• _PROMPT_
Copy every line of the items below, requests included, and offset each coordinate in the answers by adding 90 to it. Leave the requests and their format samples unchanged.

• _DATA PROVIDED_

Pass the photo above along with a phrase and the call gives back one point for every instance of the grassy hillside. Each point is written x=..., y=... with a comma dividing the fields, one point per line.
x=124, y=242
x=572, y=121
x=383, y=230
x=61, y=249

• _WRITTEN REPLY_
Pass the photo above along with a phrase and the call gives back one point for every instance of the grassy hillside. Each point is written x=..., y=... with a comma dividing the fields, one point per line.
x=214, y=332
x=662, y=211
x=473, y=320
x=151, y=339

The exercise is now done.